• [Assignment] Images are to be dropped, and the rest of the data reproduced exactly.

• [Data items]
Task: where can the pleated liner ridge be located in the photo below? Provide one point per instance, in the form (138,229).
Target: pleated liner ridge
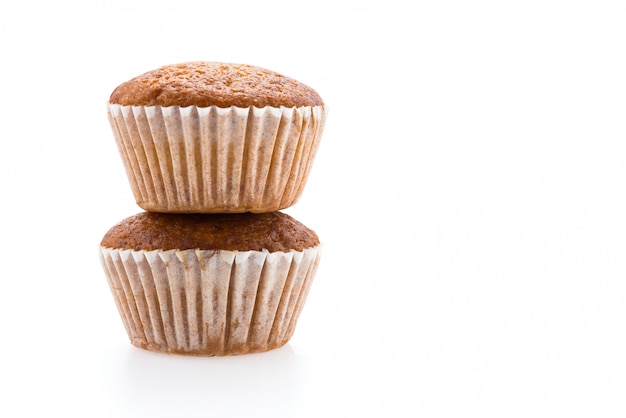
(194,159)
(209,303)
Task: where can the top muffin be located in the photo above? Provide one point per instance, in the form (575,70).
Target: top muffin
(205,84)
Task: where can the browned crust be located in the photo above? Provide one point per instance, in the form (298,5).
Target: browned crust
(274,231)
(207,84)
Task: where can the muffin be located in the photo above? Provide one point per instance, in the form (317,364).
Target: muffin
(210,284)
(207,137)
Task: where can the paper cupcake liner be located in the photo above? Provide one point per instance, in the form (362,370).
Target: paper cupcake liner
(211,159)
(209,302)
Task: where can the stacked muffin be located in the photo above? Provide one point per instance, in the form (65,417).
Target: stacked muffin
(212,152)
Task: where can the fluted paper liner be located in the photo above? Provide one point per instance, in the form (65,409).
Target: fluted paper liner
(211,159)
(206,302)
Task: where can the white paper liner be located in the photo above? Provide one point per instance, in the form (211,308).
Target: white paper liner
(211,159)
(209,302)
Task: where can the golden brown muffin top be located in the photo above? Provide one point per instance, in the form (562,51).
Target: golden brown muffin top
(206,84)
(273,231)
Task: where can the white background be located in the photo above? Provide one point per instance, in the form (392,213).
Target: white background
(470,190)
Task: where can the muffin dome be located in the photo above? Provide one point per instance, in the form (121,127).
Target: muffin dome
(205,84)
(273,232)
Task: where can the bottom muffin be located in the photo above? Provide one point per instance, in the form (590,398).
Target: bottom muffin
(210,284)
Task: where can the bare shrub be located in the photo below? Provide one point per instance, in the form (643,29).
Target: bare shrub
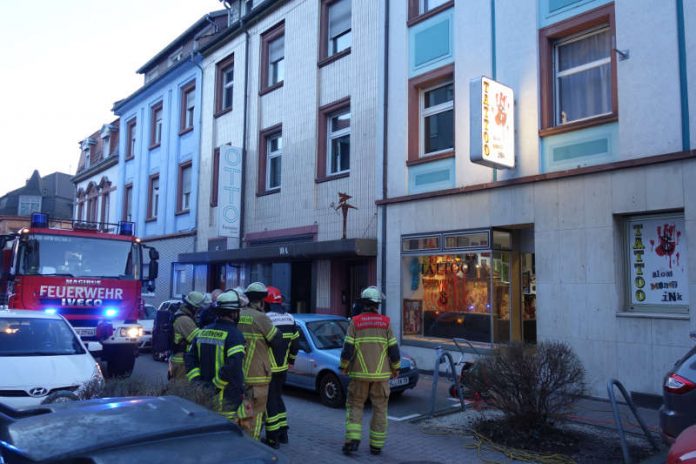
(533,386)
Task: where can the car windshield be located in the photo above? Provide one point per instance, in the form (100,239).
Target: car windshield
(45,254)
(329,334)
(37,337)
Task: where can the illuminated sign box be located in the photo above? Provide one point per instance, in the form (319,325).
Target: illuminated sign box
(492,123)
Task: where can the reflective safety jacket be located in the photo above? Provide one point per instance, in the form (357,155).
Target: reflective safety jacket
(284,352)
(216,356)
(259,334)
(185,330)
(368,344)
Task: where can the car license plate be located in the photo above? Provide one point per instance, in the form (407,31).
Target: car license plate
(399,381)
(86,331)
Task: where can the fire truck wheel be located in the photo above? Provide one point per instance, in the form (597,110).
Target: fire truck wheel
(61,396)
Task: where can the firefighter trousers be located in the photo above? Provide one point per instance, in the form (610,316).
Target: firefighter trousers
(258,396)
(358,393)
(276,414)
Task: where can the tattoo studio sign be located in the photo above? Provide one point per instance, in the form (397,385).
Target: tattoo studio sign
(658,261)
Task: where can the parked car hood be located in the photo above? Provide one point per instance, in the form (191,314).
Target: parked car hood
(24,372)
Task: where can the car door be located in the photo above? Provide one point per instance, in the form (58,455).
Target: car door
(301,374)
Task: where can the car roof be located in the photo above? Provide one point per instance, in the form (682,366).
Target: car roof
(88,426)
(27,313)
(318,317)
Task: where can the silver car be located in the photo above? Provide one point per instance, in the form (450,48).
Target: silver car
(317,365)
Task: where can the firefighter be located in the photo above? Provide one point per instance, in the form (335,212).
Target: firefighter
(185,330)
(370,357)
(282,355)
(260,335)
(215,359)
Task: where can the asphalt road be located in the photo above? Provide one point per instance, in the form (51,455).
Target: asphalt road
(412,404)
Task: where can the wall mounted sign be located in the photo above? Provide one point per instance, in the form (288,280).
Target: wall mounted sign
(230,192)
(492,123)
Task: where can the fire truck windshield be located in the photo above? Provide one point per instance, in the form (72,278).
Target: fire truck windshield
(43,254)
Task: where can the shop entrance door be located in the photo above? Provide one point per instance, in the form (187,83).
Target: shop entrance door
(301,287)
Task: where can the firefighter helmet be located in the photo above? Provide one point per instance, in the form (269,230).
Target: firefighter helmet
(194,299)
(274,296)
(372,295)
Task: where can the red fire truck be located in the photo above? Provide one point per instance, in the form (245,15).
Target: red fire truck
(90,273)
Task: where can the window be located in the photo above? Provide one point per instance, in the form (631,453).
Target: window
(273,58)
(431,115)
(335,30)
(656,263)
(188,105)
(153,197)
(215,178)
(224,85)
(130,139)
(334,140)
(128,202)
(184,198)
(156,126)
(270,159)
(28,204)
(578,72)
(419,10)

• [Result]
Task: where can the pleated liner ridge be located in the photo below? Provide one point per instance, in the form (138,229).
Target: pleated liner ridge
(194,159)
(209,303)
Task: where can the top muffin be located in the photo above? Provide one point per instance, in the form (575,70).
Target: top muffin
(205,84)
Task: where can the browned crust be located in the photo above? Provide one point per instance, in the form (298,5).
Target: browned crust
(274,231)
(207,84)
Task: where can the muffin be located in the photo above? Provide one point per instance, in the form (317,364).
Target: muffin
(210,284)
(207,137)
Task: where can the paper cupcake liner be located in the photo above? Provide one point per instance, in the form (362,370).
Target: paper cupcake liner
(211,159)
(209,302)
Task: where can the stacked muffin be located in the photo above? Provide one point per instance, in the form (65,417).
Target: stacked muffin
(212,152)
Task: where can the fluted paper liner be located in the photo above? Provide one point per instance, in the form (65,409).
Target: fluted paper liner
(211,159)
(206,302)
Task: where can the white paper liner be located in the photo above? Provide one point per instance, in the form (211,308).
Target: white paper liner
(211,159)
(209,302)
Task: where can the golden brown muffin top be located in the photo above? Provide one point per instance, in the form (562,51).
Target: golden brown muffin top
(206,84)
(273,231)
Task: where can the white background be located in the photo above? Provide one point per instance, in the form (392,213).
Target: white background
(470,190)
Task: where can the muffin dome be located in the photo above? Provide one point per instance, in the form (121,127).
Target: muffin dome
(205,84)
(273,232)
Task: where can the bottom muffin be located in the photo above? Provide one point per instance, in the form (590,398).
Target: bottom muffin
(210,284)
Task: where can the bare shrub be located in the photo below? Provide one point per instance, in the form (643,29).
Target: bare shrub
(533,386)
Task: where can the car windshield be located in the photo above? Provide one point per instance, in the form (100,239).
Target: car windshield
(45,254)
(329,334)
(37,337)
Task: where can the illuminated sign box be located in the photo above? Provide one point per instance, in the form (319,325).
Target: illuminated sign box
(492,123)
Task: where can the reflective safety jacket be located in the photo above? Provide one point per instance, in the form (357,155).
Target: reflective safety jacket
(284,352)
(216,356)
(259,334)
(185,330)
(368,344)
Task: where can the car license plate be located in the photo above? Provide one point per instance, in the form (407,31).
Target: car license plate
(399,381)
(86,331)
Task: where can the fire truck wheel be located in the photo above? Provide one point per instance, in the form (597,110).
Target: fire truck wheel
(61,396)
Task: where can the firefighter trousers be located in the photo above? Provide one point per instance, in the form (610,316).
Target: firefighter trousers
(258,396)
(358,393)
(276,414)
Task: where can the tattoo studio sign be located in the photo above? Provide one point per instance, in the form (397,385).
Target: tattoo studio sign
(658,261)
Task: where can the parked car hood be located in the photo above? Provide one point per instance, in the form (191,314).
Target: parked car hood
(24,372)
Task: where can the car door be located in the photo above? Provide one point per instance, in the form (58,455).
Target: car door
(301,374)
Task: where can the car roof be located in the photo above? Provide one point per instance, in the form (682,366).
Target: car roof
(88,426)
(27,313)
(318,317)
Task: where can the silver car be located in the photo above? Provide one point per instance, in the form (450,48).
Target: silver car
(317,365)
Task: where can the firefighter be located in the photo above? Provide one point per instance, in the form (335,212).
Target: firefighter
(185,330)
(370,357)
(282,355)
(260,335)
(215,359)
Task: where can the asphalt road be located in the photo above? Provide one point per instance, in the form (51,455).
Target: asphalt road
(412,404)
Task: where can the wall mounted sign be located in the photo above? Provide one point per instance, in the form (288,280).
Target: wall mounted sign
(230,192)
(492,123)
Task: where can the fire truck windshield be located in the photo above? Provide one point per instance, in the form (72,278).
Target: fire truck windshield
(43,254)
Task: where can the shop entrance door be located in the photo above? Provide one point per instance, in the form (187,83).
Target: shop entrance door
(301,287)
Task: where can the firefighter helmet be located in the photo above? Provide one point per instance, in the form (269,230).
Target: firefighter helmet
(194,299)
(274,296)
(372,295)
Task: where can the red fire truck be located in the photo above? Provide one point per instance, in the form (245,15).
Target: red fire truck
(90,273)
Task: where can the window be located in the photo above? Provide one point per instance, in the form (631,453).
Target: window
(273,58)
(431,115)
(335,30)
(656,263)
(188,105)
(153,197)
(215,178)
(224,85)
(130,139)
(334,140)
(128,202)
(184,198)
(156,126)
(270,159)
(28,204)
(578,72)
(419,10)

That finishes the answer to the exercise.